* What to produce
Give every line below again, exactly.

* Rows
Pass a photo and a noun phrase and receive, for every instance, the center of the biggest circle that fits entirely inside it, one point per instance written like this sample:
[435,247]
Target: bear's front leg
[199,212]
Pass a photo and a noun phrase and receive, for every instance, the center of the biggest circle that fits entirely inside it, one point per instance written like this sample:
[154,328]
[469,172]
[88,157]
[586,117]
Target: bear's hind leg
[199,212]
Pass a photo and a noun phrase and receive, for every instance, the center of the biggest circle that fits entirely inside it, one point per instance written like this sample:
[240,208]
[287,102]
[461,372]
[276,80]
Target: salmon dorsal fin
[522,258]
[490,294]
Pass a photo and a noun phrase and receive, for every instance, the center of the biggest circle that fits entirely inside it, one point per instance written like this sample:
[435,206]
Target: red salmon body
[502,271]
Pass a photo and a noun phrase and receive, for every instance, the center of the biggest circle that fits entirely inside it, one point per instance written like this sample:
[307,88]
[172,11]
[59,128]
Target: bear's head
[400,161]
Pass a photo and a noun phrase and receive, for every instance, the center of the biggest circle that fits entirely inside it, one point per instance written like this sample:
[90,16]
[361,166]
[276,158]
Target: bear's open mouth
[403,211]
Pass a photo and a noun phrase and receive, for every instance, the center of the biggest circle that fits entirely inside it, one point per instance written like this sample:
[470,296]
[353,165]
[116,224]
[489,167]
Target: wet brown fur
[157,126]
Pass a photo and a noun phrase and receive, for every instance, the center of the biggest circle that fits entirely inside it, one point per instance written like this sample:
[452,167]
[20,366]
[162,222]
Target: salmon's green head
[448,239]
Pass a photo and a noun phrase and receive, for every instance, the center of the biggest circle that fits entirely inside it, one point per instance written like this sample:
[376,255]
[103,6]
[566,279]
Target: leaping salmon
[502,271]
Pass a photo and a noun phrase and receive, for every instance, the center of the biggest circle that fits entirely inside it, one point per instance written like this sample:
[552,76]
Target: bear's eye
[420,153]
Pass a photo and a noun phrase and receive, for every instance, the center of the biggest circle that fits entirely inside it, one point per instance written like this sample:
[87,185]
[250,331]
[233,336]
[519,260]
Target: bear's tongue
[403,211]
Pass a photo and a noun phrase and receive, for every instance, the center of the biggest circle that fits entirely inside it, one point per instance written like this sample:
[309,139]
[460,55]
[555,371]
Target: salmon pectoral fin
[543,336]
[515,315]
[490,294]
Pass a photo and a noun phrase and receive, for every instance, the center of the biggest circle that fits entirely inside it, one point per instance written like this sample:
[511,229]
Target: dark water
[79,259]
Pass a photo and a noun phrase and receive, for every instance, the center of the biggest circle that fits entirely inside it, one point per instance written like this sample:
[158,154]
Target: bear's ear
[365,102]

* Task solution
Pass a photo and a noun phrase and receive, for every instance, the center of the biggest circle that fits entirely inside it, one point per instance written like this sample:
[435,247]
Target: bear's front leg
[199,212]
Pass a photo and a noun phrase and receive, for every instance, the center of the biggest circle that fits entirely inside it, one point per instance written like this sample:
[154,328]
[469,172]
[88,157]
[586,117]
Target: bear's hind leg
[199,212]
Pass a photo and a noun phrase and receive, for every instance, the center of the biggest circle that fits entirely inside it, one point per instance written like this sample:
[240,208]
[287,102]
[461,372]
[276,80]
Target: salmon dorsal fin
[522,258]
[490,294]
Pass a photo and a noun phrase and receive, for every instance, the center of the biggest circle that fits entirely inside it, one point per instance written like this sample:
[435,206]
Target: red salmon body
[502,271]
Pass a photo and a noun phrase and receive, for every instance, the center of the biggest circle that fits entirely inside it, one point per instance written like this sample:
[307,88]
[172,11]
[59,128]
Target: bear's head
[400,161]
Pass a photo and a noun phrase and receive, for every instance, the center of the biggest circle that fits entirely inside it, one point per instance written like this sample:
[90,16]
[361,166]
[276,158]
Target: bear's open mouth
[403,211]
Pass a photo and a noun phrase and receive, for every instance, the center of the biggest circle that fits entirely inside it, one point per instance written like this sample:
[470,296]
[353,165]
[116,224]
[489,167]
Target: wet brown fur
[157,126]
Pass a photo and a noun phrase and receive, for every instance, the center of the biggest circle that fits entirely inside it, one point per instance written like this sample:
[452,167]
[20,366]
[162,222]
Target: salmon's green head
[448,239]
Pass a photo and a noun phrase and receive, for every instance, the center of the biggest circle that fits entirely inside it, one point per instance written like this sample:
[376,255]
[103,6]
[566,279]
Target: leaping salmon
[502,271]
Pass a photo and a noun phrase and receive, for every instance, the center of the biggest circle that fits entirely inside it, one point per instance written like this sample:
[552,76]
Target: bear's eye
[420,153]
Pass a photo and a noun phrase and receive, for every instance, the center of the biggest circle that fits entirely inside it, one point per instance written like this sample:
[87,185]
[250,331]
[233,336]
[519,260]
Target: bear's tongue
[403,211]
Pass a photo and a noun phrase and receive, for every instance, the center of the biggest circle that fits entirely inside it, one point per instance written like this sample:
[309,139]
[460,55]
[555,371]
Target: salmon pectoral fin
[543,336]
[515,315]
[490,294]
Pass a photo and a noun phrase and receive, for every instance, the center of the biggest circle that fits entirely inside it, one point per instance written like this sample:
[511,229]
Target: dark water
[79,259]
Pass a photo and a noun phrase and receive, for every instance, the center of the biggest circle that fits entirely inside it, one point per instance written like this sample:
[158,154]
Target: bear's ear
[365,102]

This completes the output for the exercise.